### Task instructions
Pick out each row below that contains the word "base" and copy those rows in full.

## start Records to use

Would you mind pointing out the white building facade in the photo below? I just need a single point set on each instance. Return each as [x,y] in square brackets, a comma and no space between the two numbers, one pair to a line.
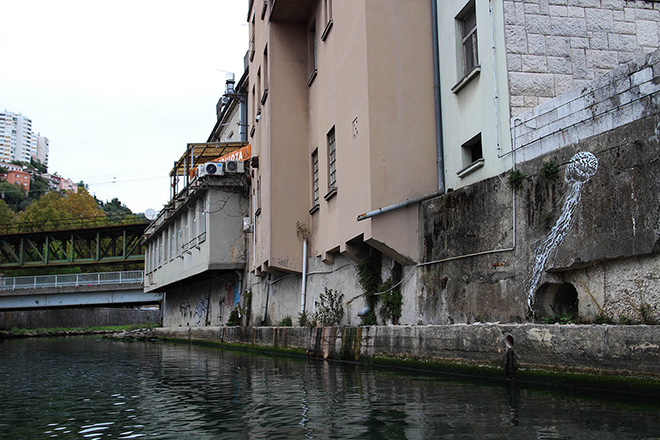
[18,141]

## end Records to use
## start Records to use

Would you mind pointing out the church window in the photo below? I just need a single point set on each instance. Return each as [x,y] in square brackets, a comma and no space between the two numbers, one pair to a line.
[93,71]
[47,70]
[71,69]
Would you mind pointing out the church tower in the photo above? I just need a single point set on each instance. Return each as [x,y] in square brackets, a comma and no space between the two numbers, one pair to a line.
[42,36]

## end Records to use
## start Records to use

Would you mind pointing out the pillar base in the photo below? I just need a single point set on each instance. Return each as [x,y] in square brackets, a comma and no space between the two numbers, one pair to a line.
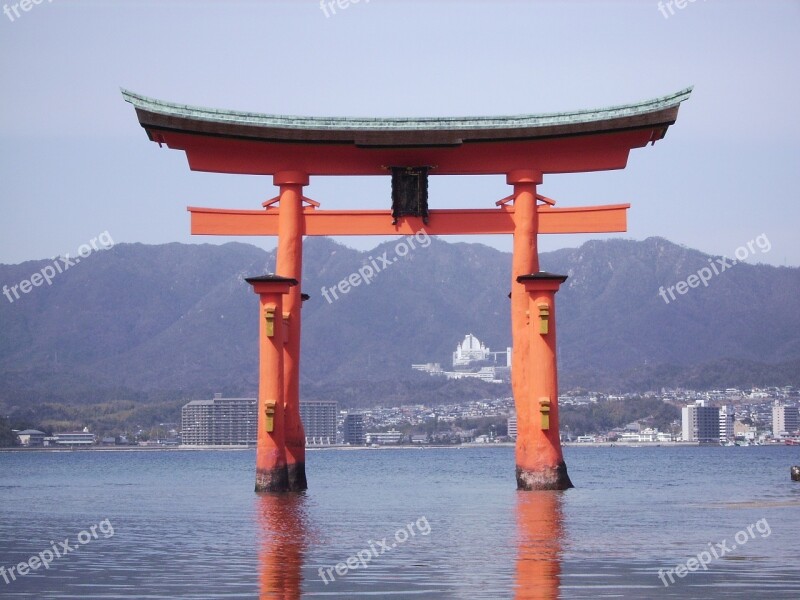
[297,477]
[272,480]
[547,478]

## end Records to use

### Completed task
Would you mind pointing out the pillar base in the photo below? I just need a single point set on each instance. Return each as [x,y] in square brackets, a comma and no space between the two numbers, one pair to a line.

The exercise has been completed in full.